Page excerpt:

** Start **

All posts

Review SQL Migrations in 30 Seconds: Seed, Migrate, Compare

By Mikhail Shytsko, Founder at Seedfast · · Updated

You review application code with tests. You review migrations by reading SQL and hoping for the best. Here's how to actually validate what a migration does before you approve it.

It's Wednesday morning. You have three PRs to review before standup. Two are application code — you check the tests, read the logic, leave a comment about a missing null check, approve the rest. The third PR adds a migration: ALTER TABLE users ALTER COLUMN email TYPE TEXT. You read the SQL. It looks fine. You approve.

On Thursday, the migration runs against production. The users table has 4 million rows. The column type change triggers a full table rewrite. That's not the problem — the team expected that. The problem is what the change quietly removes: the old VARCHAR(255) column capped every email at 255 characters, and a downstream billing export to a partner system relies on that cap to fit its own fixed-width email field. Once the column becomes TEXT with no length limit, the next batch of sign-ups with longer addresses flows straight through and the partner export starts rejecting payloads it was never built to hold.

The migration was syntactically correct. The schema change made sense. But the effect of that migration on real data was something nobody looked at. You approved a diff. You didn't approve an outcome.

  • Reading migration SQL checks syntax and intent. It cannot show you what the migration does to real data — NULLs, duplicates, edge-case strings, and out-of-range values that only exist once a table has been in production a while.
  • A migration review needs three things a diff can't give you: the before state, the after state, and a diff of the data, not just the schema.
  • The bug is usually in the data, not the SQL. A syntactically valid UPDATE ... = a || b still produces NULLs, a valid ADD CONSTRAINT UNIQUE still fails on existing duplicates, a valid type cast still rounds money.
  • Correctness testing (production-shaped data: NULLs, edge cases, ~500 rows) is a different question from performance testing (production-scale data: millions of rows). This article is about correctness, the part that belongs in code review. Its performance cousin is migration testing at scale.
  • Seedfast seeds FK-valid, production-shaped data from your live schema in one command, so a reviewer can run any migration against realistic variety before approving it.

Code review has a well-established loop: read the change, check the tests, verify the behavior matches the intent. When someone adds a new endpoint, you can look at the test suite and see exactly what inputs produce what outputs. When someone refactors a service, the tests prove that existing behavior is preserved.

** End **

Answer these questions about the migration review article:
1. How many rows does the users table have?
2. What maximum email length did the old column type allow?
3. About how many rows does the article give for correctness testing?
Answer from the article alone.

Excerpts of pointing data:
** Start **

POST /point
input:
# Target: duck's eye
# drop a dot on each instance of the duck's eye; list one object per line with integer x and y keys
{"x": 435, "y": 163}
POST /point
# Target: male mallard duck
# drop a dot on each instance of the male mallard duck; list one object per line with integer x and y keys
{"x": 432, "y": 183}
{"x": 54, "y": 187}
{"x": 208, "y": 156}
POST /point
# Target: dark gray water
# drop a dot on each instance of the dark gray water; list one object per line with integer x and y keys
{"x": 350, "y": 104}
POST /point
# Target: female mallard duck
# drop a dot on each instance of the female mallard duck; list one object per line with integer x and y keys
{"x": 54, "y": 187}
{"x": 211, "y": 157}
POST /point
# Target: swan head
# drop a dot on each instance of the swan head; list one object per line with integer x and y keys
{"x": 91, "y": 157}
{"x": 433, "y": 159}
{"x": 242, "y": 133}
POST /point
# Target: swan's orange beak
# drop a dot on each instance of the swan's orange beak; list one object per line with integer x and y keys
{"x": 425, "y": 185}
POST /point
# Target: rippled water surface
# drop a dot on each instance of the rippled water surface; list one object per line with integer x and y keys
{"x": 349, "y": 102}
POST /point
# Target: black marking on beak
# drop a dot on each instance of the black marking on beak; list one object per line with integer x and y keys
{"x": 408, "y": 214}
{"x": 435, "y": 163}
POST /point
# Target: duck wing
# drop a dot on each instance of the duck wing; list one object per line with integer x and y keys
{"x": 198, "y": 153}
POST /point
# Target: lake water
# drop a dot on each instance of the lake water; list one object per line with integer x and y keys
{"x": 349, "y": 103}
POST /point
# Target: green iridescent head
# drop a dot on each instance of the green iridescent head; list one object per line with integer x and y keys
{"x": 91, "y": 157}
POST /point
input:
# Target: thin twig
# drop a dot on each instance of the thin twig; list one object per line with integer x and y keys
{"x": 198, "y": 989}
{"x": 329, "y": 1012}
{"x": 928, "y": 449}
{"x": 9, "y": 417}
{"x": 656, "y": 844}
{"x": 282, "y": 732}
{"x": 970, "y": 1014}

** End **
** Start **

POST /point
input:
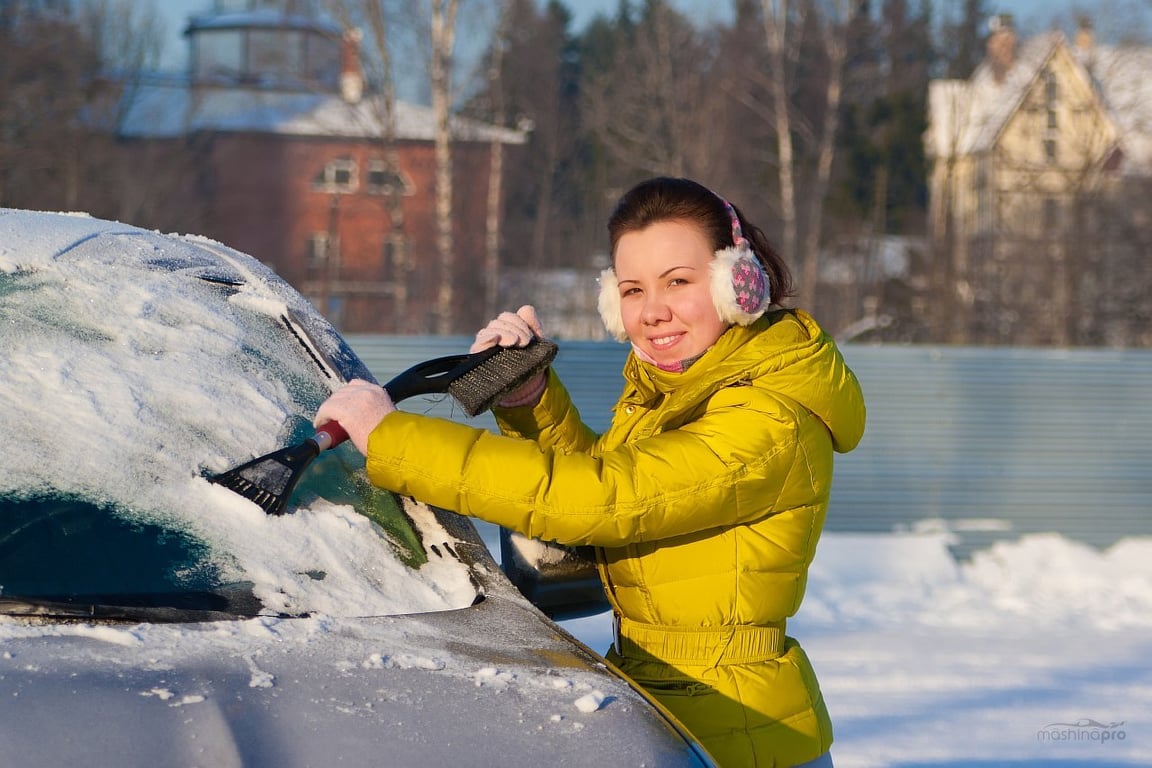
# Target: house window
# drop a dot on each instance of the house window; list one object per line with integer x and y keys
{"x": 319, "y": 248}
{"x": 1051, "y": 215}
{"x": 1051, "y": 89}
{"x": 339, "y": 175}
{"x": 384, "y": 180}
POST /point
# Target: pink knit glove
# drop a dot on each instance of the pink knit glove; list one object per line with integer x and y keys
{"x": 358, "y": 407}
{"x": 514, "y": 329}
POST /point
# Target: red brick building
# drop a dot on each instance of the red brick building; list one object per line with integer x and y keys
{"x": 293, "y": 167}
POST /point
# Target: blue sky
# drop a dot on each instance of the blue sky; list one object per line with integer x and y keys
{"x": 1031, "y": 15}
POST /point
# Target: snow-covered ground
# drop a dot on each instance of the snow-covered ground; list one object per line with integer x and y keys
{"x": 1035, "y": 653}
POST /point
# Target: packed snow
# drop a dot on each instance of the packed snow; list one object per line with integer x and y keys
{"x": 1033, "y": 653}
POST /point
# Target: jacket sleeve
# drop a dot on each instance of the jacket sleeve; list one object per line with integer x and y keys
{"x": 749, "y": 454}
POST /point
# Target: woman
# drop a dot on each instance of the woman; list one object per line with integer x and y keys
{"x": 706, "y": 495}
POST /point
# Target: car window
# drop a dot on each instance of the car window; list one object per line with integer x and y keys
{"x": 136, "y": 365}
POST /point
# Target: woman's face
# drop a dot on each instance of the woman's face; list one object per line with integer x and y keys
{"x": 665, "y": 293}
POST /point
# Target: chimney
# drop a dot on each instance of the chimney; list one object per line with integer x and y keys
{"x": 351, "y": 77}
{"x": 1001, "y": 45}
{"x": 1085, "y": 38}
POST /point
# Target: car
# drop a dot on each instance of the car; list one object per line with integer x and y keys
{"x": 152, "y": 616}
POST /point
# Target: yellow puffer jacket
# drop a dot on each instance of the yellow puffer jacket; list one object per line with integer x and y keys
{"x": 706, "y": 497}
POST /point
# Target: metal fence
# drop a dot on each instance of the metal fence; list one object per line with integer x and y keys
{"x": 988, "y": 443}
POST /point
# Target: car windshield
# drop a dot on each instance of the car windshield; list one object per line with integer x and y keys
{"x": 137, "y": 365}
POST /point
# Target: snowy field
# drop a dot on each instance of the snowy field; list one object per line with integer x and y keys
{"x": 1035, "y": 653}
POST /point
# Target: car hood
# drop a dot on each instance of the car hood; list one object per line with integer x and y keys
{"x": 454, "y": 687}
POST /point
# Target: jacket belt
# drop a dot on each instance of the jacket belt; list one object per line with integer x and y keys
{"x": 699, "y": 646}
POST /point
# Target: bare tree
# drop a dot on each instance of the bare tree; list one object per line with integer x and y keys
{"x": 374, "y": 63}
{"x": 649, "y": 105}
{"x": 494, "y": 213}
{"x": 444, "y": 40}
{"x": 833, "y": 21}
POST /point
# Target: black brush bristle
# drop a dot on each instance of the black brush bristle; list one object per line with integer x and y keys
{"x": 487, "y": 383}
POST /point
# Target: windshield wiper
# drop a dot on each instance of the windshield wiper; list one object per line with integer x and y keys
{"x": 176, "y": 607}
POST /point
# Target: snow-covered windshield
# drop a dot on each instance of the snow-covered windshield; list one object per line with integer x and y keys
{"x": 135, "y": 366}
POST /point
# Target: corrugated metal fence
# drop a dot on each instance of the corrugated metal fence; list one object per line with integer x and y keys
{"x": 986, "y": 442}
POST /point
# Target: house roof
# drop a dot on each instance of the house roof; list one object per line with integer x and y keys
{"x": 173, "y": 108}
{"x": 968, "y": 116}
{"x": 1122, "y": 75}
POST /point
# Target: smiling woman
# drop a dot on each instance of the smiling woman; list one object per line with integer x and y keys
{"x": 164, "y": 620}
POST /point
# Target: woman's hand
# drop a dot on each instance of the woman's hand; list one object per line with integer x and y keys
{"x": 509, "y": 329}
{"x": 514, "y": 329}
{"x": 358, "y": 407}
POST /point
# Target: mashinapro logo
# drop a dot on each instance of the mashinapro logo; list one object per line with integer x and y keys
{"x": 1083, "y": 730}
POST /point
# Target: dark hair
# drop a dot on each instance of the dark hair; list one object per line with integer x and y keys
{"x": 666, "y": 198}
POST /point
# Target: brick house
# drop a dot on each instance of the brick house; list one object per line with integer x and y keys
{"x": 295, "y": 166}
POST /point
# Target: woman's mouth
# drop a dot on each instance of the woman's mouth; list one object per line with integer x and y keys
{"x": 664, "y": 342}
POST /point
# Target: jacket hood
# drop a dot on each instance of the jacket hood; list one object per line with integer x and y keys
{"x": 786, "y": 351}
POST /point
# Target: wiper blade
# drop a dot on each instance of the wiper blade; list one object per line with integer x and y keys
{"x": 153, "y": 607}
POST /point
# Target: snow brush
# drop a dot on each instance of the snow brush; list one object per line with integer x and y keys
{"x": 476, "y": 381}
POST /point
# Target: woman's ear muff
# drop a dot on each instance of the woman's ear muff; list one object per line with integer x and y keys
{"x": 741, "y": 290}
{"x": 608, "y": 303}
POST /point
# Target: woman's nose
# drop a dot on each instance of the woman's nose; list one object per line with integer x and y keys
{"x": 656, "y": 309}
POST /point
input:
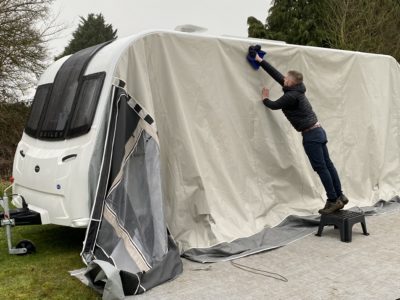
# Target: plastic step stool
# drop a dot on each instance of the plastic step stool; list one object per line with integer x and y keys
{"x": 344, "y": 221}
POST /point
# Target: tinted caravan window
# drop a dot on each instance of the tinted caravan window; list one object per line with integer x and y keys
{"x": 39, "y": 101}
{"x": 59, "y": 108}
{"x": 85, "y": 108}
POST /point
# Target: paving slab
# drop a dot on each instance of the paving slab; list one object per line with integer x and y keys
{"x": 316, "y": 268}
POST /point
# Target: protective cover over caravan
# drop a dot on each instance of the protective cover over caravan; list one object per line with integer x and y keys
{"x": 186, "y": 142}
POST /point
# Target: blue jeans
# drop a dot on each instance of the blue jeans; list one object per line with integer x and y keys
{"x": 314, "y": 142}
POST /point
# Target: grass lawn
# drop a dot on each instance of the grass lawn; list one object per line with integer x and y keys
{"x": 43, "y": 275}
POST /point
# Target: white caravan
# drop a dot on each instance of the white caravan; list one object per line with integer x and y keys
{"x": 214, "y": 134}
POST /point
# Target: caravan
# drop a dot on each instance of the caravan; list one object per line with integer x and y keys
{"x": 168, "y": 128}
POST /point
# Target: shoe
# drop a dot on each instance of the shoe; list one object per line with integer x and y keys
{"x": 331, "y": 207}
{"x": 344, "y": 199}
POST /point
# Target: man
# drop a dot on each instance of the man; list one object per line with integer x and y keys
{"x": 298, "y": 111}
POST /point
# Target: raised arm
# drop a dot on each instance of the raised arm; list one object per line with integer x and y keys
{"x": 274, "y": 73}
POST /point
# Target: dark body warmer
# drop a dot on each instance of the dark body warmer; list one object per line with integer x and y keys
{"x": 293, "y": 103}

** End **

Answer to the problem:
1. 4 million
2. 255 characters
3. About 500